Your answer should be one number: the count of lines in the data below that include "with".

• _RECORDS SUPPLIED_:
========================================
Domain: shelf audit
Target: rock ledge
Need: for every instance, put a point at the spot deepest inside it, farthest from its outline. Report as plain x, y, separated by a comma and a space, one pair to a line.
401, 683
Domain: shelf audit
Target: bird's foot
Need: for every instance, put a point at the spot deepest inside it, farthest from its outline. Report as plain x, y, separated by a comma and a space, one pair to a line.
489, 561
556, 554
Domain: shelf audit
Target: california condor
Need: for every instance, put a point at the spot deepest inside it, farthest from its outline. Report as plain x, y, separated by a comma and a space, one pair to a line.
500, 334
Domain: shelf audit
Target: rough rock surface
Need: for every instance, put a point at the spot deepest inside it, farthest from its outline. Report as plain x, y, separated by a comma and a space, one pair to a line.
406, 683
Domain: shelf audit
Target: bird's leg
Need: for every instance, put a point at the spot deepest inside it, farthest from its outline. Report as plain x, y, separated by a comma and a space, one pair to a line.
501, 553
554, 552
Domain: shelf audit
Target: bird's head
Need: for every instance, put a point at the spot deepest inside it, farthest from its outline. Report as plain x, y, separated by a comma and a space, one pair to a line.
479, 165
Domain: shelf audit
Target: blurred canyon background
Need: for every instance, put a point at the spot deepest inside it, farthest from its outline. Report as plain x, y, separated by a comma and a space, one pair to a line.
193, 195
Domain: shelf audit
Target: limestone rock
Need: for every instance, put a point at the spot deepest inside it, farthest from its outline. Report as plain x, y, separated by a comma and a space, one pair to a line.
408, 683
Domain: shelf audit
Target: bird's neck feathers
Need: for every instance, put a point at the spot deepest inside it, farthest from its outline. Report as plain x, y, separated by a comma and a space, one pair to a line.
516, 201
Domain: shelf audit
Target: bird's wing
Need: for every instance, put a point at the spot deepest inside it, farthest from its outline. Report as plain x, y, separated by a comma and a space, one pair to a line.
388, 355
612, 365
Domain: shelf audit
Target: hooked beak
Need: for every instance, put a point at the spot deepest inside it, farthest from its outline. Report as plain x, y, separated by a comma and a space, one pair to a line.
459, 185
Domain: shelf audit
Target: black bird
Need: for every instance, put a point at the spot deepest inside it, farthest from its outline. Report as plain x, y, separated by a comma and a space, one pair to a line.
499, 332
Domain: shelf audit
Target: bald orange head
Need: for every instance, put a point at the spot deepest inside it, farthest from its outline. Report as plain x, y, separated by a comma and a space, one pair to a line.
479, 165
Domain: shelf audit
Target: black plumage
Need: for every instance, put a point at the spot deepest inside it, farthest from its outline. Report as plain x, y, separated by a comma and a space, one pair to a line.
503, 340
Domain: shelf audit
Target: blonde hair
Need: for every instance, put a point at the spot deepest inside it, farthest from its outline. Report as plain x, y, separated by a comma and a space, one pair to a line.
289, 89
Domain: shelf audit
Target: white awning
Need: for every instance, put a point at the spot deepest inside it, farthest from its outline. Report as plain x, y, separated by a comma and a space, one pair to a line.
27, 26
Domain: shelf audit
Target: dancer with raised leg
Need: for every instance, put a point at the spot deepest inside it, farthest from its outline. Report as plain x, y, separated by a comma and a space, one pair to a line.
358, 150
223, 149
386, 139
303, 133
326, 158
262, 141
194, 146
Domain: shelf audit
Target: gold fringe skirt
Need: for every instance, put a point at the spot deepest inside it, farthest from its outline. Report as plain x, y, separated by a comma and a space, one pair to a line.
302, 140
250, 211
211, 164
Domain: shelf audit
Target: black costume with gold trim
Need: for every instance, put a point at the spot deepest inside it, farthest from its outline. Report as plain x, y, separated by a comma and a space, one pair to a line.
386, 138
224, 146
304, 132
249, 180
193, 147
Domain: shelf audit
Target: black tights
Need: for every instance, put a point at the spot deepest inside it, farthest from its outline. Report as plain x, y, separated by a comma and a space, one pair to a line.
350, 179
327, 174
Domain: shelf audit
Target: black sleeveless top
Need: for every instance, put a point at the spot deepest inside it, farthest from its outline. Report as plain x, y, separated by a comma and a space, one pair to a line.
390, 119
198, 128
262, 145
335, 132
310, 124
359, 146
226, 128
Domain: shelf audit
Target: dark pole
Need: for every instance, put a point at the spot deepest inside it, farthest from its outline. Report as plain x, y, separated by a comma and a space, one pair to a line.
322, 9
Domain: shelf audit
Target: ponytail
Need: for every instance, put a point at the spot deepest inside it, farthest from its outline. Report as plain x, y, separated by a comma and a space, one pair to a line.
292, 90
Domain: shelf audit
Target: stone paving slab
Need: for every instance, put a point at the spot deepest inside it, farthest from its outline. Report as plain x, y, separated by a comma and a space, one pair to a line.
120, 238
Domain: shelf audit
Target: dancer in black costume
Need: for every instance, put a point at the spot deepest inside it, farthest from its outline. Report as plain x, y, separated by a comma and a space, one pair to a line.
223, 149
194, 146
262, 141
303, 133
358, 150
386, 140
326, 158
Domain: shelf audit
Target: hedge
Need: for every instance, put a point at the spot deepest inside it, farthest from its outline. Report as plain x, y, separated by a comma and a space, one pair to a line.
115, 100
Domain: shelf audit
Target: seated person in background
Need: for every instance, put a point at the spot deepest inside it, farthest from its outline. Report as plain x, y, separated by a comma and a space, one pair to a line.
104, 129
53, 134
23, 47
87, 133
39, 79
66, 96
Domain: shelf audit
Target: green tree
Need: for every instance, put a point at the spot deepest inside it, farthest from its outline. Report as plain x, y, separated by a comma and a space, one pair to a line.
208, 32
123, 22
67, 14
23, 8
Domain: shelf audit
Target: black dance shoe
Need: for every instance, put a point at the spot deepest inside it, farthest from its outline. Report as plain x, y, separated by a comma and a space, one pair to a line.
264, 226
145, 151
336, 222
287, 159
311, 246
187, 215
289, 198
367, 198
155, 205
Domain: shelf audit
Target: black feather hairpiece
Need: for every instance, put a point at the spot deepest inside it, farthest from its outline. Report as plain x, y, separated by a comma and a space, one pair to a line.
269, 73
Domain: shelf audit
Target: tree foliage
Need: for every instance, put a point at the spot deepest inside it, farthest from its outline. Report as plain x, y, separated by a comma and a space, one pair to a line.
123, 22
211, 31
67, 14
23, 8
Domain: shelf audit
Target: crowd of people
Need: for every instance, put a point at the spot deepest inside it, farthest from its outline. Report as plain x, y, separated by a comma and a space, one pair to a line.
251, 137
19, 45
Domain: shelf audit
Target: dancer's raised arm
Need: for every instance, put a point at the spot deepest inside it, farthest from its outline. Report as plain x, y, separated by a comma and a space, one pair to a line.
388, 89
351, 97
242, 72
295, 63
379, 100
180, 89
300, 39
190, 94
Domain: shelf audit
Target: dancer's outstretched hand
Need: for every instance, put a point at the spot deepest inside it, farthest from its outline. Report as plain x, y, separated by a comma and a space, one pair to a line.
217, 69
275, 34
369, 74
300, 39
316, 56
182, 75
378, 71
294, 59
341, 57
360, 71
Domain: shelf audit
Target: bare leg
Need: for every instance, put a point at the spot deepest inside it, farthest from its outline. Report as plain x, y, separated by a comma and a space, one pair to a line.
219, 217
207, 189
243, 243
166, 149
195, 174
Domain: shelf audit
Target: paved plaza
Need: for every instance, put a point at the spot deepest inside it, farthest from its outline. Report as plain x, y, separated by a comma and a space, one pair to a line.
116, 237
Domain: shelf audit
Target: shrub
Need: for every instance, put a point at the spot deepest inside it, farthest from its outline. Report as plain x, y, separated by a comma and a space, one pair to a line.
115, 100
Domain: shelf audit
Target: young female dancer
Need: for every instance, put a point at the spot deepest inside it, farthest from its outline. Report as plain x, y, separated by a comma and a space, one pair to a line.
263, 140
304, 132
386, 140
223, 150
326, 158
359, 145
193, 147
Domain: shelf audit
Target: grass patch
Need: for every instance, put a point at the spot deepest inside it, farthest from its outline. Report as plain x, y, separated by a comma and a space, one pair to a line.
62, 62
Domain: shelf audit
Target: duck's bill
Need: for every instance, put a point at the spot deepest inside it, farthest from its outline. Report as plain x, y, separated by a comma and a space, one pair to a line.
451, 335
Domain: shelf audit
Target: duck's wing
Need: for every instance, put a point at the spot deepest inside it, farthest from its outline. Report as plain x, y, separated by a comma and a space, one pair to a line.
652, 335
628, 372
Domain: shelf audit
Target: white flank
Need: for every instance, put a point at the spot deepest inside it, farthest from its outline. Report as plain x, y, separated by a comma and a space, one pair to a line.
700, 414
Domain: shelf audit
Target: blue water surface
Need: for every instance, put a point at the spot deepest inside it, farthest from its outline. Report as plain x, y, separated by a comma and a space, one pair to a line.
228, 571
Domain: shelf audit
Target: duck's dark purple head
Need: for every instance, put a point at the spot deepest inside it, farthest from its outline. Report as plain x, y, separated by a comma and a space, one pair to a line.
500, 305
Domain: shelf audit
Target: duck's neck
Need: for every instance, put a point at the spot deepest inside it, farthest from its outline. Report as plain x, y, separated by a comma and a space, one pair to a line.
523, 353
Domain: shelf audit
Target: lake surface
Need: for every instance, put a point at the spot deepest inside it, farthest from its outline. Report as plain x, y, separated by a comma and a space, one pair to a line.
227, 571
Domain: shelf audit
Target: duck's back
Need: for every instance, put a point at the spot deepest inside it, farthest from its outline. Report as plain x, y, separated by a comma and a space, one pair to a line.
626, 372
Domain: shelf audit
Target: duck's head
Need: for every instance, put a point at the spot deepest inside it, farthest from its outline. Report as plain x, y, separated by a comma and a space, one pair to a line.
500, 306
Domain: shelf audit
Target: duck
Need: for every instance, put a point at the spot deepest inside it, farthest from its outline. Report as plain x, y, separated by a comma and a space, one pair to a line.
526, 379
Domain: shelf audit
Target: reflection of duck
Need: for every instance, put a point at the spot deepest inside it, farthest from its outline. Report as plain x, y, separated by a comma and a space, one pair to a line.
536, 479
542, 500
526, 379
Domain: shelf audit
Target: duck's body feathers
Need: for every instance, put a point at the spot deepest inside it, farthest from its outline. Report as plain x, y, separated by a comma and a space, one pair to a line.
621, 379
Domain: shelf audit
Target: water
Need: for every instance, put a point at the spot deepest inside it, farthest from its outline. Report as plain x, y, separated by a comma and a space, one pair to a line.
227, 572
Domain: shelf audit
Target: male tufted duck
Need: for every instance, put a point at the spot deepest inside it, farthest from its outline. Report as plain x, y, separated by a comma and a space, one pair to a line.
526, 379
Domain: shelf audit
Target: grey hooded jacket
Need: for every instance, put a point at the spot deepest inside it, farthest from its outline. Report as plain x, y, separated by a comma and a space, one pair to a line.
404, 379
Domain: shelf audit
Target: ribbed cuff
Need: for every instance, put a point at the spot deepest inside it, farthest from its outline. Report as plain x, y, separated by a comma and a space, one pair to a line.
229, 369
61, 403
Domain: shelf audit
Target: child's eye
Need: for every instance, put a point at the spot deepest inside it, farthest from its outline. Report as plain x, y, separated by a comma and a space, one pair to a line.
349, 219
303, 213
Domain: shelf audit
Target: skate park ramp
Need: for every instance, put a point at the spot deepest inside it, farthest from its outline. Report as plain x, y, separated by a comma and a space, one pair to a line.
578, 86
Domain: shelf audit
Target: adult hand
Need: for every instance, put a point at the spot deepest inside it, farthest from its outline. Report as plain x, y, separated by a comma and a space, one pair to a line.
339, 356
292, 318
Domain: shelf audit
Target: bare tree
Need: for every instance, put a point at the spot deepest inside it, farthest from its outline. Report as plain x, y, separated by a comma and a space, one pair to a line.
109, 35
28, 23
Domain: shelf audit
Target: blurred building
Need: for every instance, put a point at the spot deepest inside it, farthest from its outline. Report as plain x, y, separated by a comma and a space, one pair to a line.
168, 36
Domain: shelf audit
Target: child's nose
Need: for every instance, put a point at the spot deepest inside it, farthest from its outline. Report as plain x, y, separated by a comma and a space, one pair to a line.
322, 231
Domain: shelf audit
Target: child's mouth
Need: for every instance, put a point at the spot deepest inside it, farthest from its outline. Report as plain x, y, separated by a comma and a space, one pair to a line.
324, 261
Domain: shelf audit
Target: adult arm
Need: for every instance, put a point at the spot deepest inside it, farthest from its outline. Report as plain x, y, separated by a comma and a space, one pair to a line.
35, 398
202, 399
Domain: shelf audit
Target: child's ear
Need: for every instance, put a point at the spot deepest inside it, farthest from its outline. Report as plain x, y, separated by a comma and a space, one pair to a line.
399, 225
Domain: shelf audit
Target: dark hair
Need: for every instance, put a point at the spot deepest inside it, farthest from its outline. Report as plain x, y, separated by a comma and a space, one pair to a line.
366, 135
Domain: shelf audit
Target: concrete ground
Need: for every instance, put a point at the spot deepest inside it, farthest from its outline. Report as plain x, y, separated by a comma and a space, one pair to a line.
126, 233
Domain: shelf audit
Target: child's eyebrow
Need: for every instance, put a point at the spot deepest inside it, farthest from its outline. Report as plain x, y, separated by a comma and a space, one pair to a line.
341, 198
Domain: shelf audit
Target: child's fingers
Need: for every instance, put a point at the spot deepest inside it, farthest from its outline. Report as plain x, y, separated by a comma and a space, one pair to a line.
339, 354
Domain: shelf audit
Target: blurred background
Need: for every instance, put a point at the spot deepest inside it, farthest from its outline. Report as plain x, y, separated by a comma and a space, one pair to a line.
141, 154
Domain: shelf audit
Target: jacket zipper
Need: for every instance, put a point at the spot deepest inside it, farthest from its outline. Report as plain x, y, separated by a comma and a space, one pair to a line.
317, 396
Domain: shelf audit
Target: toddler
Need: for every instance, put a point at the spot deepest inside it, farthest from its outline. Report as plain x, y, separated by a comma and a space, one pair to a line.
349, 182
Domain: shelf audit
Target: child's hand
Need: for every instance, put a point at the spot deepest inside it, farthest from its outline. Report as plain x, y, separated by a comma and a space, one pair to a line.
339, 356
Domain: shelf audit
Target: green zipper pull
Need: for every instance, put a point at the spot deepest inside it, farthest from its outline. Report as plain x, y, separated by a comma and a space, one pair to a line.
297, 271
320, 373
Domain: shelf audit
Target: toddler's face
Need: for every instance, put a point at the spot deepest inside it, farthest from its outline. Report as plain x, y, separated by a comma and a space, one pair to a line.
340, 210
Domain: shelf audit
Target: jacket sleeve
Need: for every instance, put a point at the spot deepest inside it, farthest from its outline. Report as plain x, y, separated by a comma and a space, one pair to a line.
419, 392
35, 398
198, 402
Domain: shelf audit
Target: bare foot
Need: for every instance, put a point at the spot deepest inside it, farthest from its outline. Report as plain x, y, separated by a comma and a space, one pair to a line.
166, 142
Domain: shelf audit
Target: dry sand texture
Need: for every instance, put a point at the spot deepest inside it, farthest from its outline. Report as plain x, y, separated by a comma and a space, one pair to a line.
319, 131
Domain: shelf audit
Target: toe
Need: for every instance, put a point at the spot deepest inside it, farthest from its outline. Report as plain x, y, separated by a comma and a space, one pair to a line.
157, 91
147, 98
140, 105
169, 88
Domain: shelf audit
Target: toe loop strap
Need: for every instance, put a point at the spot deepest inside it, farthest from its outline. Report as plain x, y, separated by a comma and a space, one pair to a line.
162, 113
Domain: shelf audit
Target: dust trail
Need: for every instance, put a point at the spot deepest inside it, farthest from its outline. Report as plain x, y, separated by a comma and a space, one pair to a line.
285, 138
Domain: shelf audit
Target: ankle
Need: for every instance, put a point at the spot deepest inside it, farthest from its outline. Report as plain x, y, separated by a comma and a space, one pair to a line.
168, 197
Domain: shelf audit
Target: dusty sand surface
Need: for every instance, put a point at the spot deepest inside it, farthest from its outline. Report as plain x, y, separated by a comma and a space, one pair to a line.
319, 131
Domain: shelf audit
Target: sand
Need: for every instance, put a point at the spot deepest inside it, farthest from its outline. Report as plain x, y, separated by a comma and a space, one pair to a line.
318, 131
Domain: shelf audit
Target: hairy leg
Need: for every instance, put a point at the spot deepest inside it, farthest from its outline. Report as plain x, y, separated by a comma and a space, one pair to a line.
========================================
• _RESULT FOR THIS TASK_: 2